:: Excerpted passage ::

Sidebar: Dashboard → Phone Taps.

The page loads with the most recent sessions at the top, paginated 20 rows per page by default.

If you have URL filters from a prior session (e.g. "show only this week"), they will be reflected in the URL and the active filter pill.

If you have no rows yet, the page renders an empty-state message ("No sessions found.") instead of the list.

Steps — Browsing the list

The flow is straightforward. The list is meant to be scannable from the moment you open it.

1. Open the Phone Taps list page

From your sidebar, click Phone Taps.

The list loads. The most recent sessions sit at the top.

The page header reads "Phone Taps." Below the header, a subtitle reads "Review phone tap sessions and activity."

Below the subtitle, a row of filter pills offers quick scoping by recency: All, This Week, This Month.

Below the filter pills, the list itself appears as a table with columns: Session Key, Device, Landing Page, Last Event, Timestamp (and a checkbox column at the leftmost).

If your site has many phone-tap rows, pagination links appear at the bottom of the table.

2. Use the filter pills for quick recency scoping

The filter pills are the fastest way to narrow the list.

Click "This week" to scope to rows captured in the last seven days.

Click "This month" to scope to rows captured in the last thirty days.

Click "All" to return to the full list.

The active pill is highlighted. The count shown next to each pill label reflects how many rows fall into that bucket.

:::
:: Information provided ::

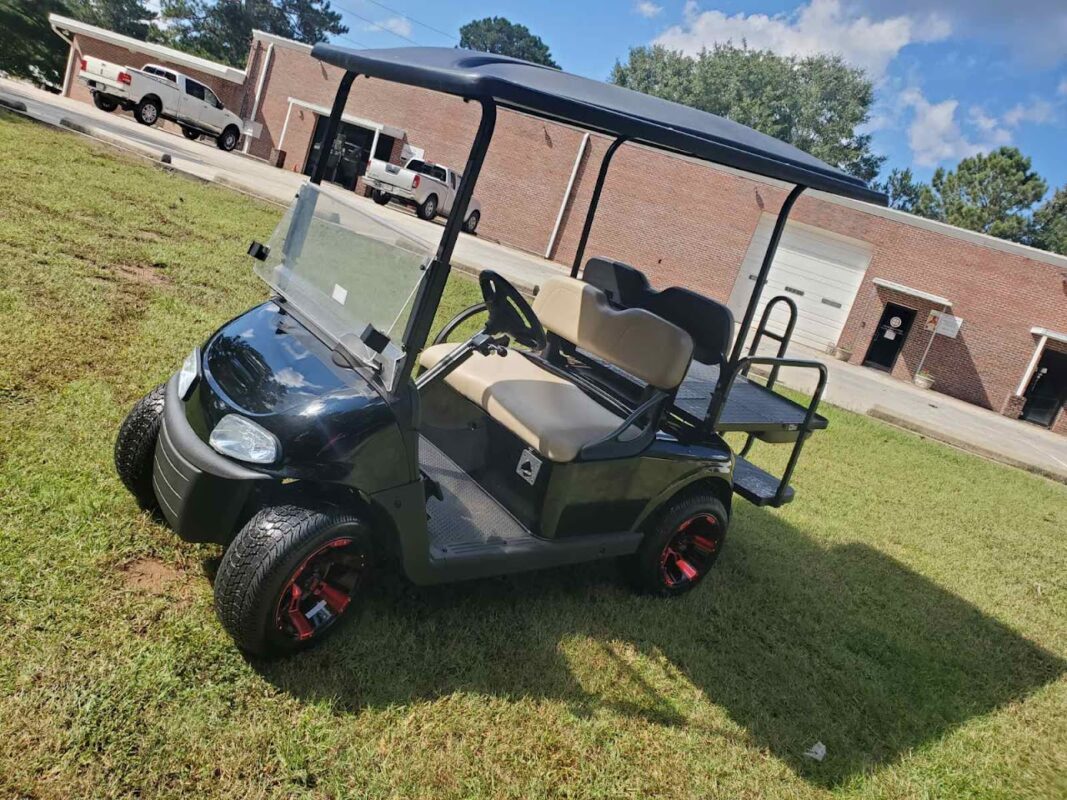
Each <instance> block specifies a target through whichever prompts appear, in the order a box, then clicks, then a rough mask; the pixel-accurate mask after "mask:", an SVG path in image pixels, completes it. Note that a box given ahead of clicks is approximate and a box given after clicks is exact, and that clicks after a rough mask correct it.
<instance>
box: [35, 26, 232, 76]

:::

Task set:
(a) Answer these from the Phone Taps guide, one answer per line and marked the same way:
(i) By default, how many rows does each page show?
(ii) What message appears when there are no rows yet?
(iii) Clicking "This month" limits the list to rows captured over what period?
(b) Copy the Phone Taps guide between "2. Use the filter" and "last seven days.", inclusive, swapping "filter pills" for "filter buttons".
(c) List every filter pill the Phone Taps guide names.

Responses per task:
(a)
(i) 20 rows per page.
(ii) "No sessions found."
(iii) The last thirty days.

(b)
2. Use the filter buttons for quick recency scoping

The filter buttons are the fastest way to narrow the list.

Click "This week" to scope to rows captured in the last seven days.

(c)
All
This Week
This Month